Retype the data that follows, keeping every character the same.

(Stored data entries)
*-*-*
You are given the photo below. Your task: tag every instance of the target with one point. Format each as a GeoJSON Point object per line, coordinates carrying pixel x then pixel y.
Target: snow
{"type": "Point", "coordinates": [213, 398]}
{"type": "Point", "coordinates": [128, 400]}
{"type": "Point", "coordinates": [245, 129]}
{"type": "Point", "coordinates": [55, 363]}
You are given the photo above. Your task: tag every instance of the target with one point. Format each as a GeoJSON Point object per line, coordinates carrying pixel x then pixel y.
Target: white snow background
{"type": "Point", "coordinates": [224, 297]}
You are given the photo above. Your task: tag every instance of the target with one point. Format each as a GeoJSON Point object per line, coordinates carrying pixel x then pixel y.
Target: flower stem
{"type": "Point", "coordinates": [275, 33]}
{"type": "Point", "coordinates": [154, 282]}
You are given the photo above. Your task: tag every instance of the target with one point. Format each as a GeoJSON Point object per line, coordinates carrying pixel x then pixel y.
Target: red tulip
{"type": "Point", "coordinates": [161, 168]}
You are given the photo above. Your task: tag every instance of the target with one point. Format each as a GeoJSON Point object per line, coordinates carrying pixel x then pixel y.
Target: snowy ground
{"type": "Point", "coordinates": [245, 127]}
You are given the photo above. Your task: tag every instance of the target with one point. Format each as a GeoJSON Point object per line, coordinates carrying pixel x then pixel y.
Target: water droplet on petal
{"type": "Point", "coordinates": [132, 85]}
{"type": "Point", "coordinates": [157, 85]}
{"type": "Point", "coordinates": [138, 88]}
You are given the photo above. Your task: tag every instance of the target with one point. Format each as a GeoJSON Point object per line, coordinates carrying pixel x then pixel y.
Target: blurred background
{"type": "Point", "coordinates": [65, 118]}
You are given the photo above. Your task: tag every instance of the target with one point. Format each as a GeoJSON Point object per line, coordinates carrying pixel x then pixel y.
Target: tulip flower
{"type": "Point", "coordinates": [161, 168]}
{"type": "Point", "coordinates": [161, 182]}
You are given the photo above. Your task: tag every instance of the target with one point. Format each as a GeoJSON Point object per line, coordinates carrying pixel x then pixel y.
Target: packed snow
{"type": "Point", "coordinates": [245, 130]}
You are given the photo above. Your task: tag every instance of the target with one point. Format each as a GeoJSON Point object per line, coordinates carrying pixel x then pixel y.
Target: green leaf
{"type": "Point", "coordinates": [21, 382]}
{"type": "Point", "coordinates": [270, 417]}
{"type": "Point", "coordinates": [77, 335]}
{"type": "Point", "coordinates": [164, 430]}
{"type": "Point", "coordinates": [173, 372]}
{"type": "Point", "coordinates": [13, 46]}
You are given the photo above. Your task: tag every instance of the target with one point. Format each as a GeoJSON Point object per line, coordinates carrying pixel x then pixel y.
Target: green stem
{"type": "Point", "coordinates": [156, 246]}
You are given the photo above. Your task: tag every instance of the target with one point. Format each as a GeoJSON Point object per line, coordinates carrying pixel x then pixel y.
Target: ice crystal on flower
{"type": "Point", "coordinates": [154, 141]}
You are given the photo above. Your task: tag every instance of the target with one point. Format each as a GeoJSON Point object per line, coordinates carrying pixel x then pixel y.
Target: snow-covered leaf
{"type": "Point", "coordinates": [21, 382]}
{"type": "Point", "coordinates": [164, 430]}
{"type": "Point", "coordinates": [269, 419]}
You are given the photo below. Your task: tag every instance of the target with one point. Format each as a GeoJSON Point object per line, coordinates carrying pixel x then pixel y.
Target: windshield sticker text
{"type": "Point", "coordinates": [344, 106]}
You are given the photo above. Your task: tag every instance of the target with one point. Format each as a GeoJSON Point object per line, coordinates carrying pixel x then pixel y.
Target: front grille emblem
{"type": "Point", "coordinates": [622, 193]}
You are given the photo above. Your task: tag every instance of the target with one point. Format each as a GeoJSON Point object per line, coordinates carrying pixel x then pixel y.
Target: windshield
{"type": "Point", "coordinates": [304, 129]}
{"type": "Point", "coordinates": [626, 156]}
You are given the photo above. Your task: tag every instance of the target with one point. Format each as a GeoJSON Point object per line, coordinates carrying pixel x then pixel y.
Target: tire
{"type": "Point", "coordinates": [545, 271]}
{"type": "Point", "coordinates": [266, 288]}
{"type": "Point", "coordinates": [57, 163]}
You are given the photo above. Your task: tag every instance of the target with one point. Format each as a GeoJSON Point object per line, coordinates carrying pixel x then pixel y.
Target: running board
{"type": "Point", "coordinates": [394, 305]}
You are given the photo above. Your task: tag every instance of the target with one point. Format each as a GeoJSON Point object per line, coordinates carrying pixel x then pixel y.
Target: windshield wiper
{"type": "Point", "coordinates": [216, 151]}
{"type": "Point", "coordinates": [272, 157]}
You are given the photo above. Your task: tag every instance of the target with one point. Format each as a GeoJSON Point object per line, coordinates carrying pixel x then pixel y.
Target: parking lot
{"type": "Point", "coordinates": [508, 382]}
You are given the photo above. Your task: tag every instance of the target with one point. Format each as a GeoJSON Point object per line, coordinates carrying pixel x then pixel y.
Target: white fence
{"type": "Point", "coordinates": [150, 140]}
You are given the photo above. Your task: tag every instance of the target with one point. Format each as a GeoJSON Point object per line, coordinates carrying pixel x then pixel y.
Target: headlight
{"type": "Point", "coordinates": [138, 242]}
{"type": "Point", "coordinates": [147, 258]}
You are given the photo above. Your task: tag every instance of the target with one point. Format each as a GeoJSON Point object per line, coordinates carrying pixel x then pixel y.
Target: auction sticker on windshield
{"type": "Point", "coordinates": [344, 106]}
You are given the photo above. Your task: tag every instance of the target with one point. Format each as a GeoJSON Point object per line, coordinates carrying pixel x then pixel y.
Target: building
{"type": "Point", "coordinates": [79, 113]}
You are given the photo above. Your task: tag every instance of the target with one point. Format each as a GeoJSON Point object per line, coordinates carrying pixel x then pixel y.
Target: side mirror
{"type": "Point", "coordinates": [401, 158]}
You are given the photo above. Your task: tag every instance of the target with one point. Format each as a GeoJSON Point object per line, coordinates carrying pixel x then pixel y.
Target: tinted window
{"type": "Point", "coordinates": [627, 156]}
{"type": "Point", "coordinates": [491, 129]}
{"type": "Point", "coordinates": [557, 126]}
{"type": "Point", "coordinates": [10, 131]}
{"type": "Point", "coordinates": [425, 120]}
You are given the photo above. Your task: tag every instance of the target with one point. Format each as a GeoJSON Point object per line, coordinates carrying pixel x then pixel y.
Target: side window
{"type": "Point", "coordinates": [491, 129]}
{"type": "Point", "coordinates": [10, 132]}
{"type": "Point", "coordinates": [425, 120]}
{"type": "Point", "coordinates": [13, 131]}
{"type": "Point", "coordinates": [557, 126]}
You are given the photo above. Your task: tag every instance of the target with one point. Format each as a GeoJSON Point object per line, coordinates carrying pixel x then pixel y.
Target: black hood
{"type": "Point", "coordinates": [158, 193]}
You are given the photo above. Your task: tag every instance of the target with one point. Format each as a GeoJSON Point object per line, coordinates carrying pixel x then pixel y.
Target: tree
*-*-*
Reply
You are given the photo below. Your task: tag every instance of the target with one point. Format each as a GeoJSON Point object per line, coordinates carrying pixel x then pixel y.
Target: snow
{"type": "Point", "coordinates": [213, 398]}
{"type": "Point", "coordinates": [128, 400]}
{"type": "Point", "coordinates": [245, 129]}
{"type": "Point", "coordinates": [55, 363]}
You are given the photo above. Your task: tag every instance of the target with one point. Format each as a GeoJSON Point object per line, coordinates carrying pixel x then pixel y.
Target: white snow background
{"type": "Point", "coordinates": [224, 297]}
You are given the photo above. Your task: tag every instance of the target with one point. Format each as a GeoJSON Point object per line, coordinates carrying pixel x then pixel y.
Target: flower stem
{"type": "Point", "coordinates": [275, 33]}
{"type": "Point", "coordinates": [154, 282]}
You are given the photo above. Your task: tag every instance of the target with one point. Format each as a GeoJSON Point object per line, coordinates carrying pixel x then pixel y.
Target: red tulip
{"type": "Point", "coordinates": [161, 168]}
You are given the photo above. Your task: tag every instance of the target with one point. Format each as a GeoJSON Point object per line, coordinates carrying pixel x then pixel y.
Target: snowy ground
{"type": "Point", "coordinates": [245, 127]}
You are given the photo above. Your task: tag every instance of the target with one point. Format each as a GeoJSON Point object per line, coordinates carrying pixel x then pixel y.
Target: water droplet on petal
{"type": "Point", "coordinates": [132, 85]}
{"type": "Point", "coordinates": [157, 85]}
{"type": "Point", "coordinates": [138, 88]}
You are given the photo above. Your task: tag every instance of the target with one point. Format each as a GeoJSON Point object per line, coordinates carrying pixel x then pixel y.
Target: blurred background
{"type": "Point", "coordinates": [65, 118]}
You are given the photo above. Your task: tag every instance of the target with one point. Format each as a GeoJSON Point object per line, coordinates carrying pixel x then pixel y.
Target: tulip flower
{"type": "Point", "coordinates": [161, 168]}
{"type": "Point", "coordinates": [161, 182]}
You are given the photo above. Your task: tag every instance of the target with one point. Format each as a GeoJSON Point object per line, coordinates carrying pixel x then pixel y.
Target: packed snow
{"type": "Point", "coordinates": [245, 130]}
You are given the photo above. Your task: tag every instance of the target with one point. Format each as a GeoJSON Point object per line, coordinates carrying pixel x then pixel y.
Target: green leaf
{"type": "Point", "coordinates": [21, 382]}
{"type": "Point", "coordinates": [270, 417]}
{"type": "Point", "coordinates": [77, 335]}
{"type": "Point", "coordinates": [164, 430]}
{"type": "Point", "coordinates": [173, 372]}
{"type": "Point", "coordinates": [13, 46]}
You are given the photo above. Your task: tag every instance of the target with one point. Format each as a GeoJSON Point object per line, coordinates carrying pixel x then pixel y.
Target: green stem
{"type": "Point", "coordinates": [156, 246]}
You are given the photo above. Your task: tag every instance of the target with one point. Format each as a GeoJSON Point object per line, coordinates carrying pixel x then pixel y.
Target: ice crystal on flower
{"type": "Point", "coordinates": [154, 141]}
You are given the photo above. Your task: tag every instance of the target with one point. Format each as a GeoJSON Point object per line, coordinates carrying pixel x then pixel y.
Target: snow-covered leaf
{"type": "Point", "coordinates": [21, 382]}
{"type": "Point", "coordinates": [164, 430]}
{"type": "Point", "coordinates": [269, 419]}
You are given the photo below. Your task: tag every instance of the target with one point. Format each as a GeoJSON Point object per line, coordinates carrying pixel x then pixel y.
Target: windshield sticker text
{"type": "Point", "coordinates": [344, 106]}
You are given the photo above. Your task: tag every instance of the target with one point. Format each as a GeoJSON Point object per line, coordinates carrying pixel x then pixel y.
Target: front grille emblem
{"type": "Point", "coordinates": [622, 193]}
You are given the photo above. Your task: tag every instance of the target with one point. Format each as a GeoJSON Point object per line, coordinates carrying pixel x then pixel y.
Target: windshield
{"type": "Point", "coordinates": [304, 129]}
{"type": "Point", "coordinates": [626, 156]}
You are given the photo above. Your task: tag every instance of the target with one point. Format each as a GeoJSON Point object per line, coordinates carrying pixel x then pixel y.
Target: tire
{"type": "Point", "coordinates": [545, 271]}
{"type": "Point", "coordinates": [266, 288]}
{"type": "Point", "coordinates": [57, 163]}
You are given the photo above. Your task: tag every instance of the target with one point. Format each as a GeoJSON Point object per line, coordinates carrying pixel x then pixel y.
Target: running board
{"type": "Point", "coordinates": [394, 305]}
You are given the photo above. Your task: tag every instance of the target with one point. Format each as a GeoJSON Point object per line, coordinates carrying pixel x then pixel y.
Target: windshield wiper
{"type": "Point", "coordinates": [216, 151]}
{"type": "Point", "coordinates": [272, 157]}
You are given the photo above. Your task: tag every instance of the target with one point. Format each as a GeoJSON Point object per line, coordinates carrying pixel x then pixel y.
Target: parking lot
{"type": "Point", "coordinates": [508, 382]}
You are given the photo above. Your task: tag every instance of the target with one point. Format each as a GeoJSON Point object per line, coordinates carrying pixel x then pixel y.
Target: white fence
{"type": "Point", "coordinates": [150, 140]}
You are given the photo above. Your task: tag every instance of the target with one point. Format each as a GeoJSON Point object per line, coordinates carrying pixel x then pixel y.
Target: headlight
{"type": "Point", "coordinates": [138, 242]}
{"type": "Point", "coordinates": [147, 258]}
You are given the photo above. Your task: tag every instance of the target with one point. Format each as a GeoJSON Point object per line, coordinates carrying pixel x then pixel y.
Target: auction sticker on windshield
{"type": "Point", "coordinates": [344, 106]}
You are given the photo above. Your task: tag every instance of the target with one point. Format each as a GeoJSON Point object per line, coordinates carrying pixel x then pixel y.
Target: building
{"type": "Point", "coordinates": [79, 113]}
You are given the photo above. Your task: tag every instance of the target with one point. Format each as a GeoJSON Point object per line, coordinates carrying pixel x then pixel y.
Target: side mirror
{"type": "Point", "coordinates": [401, 158]}
You are given the photo above. Your task: tag every instance of the target with one point. Format each as a GeoJSON Point object per line, coordinates carrying pixel x then pixel y.
Target: tinted window
{"type": "Point", "coordinates": [627, 156]}
{"type": "Point", "coordinates": [491, 129]}
{"type": "Point", "coordinates": [557, 126]}
{"type": "Point", "coordinates": [10, 131]}
{"type": "Point", "coordinates": [425, 120]}
You are given the photo above. Your task: tag every instance of the target with one point. Format each as a GeoJSON Point object per line, coordinates carrying pixel x then pixel y.
Target: side window
{"type": "Point", "coordinates": [491, 129]}
{"type": "Point", "coordinates": [10, 132]}
{"type": "Point", "coordinates": [425, 120]}
{"type": "Point", "coordinates": [13, 131]}
{"type": "Point", "coordinates": [557, 126]}
You are given the photo above. Your task: tag every instance of the target with one point. Format each as a GeoJSON Point object per line, coordinates carrying pixel x then pixel y.
Target: black hood
{"type": "Point", "coordinates": [158, 193]}
You are given the photo above. Your task: tag every instance of the target with one point. Format each as a GeoJSON Point object per line, coordinates carrying pixel x then pixel y.
Target: tree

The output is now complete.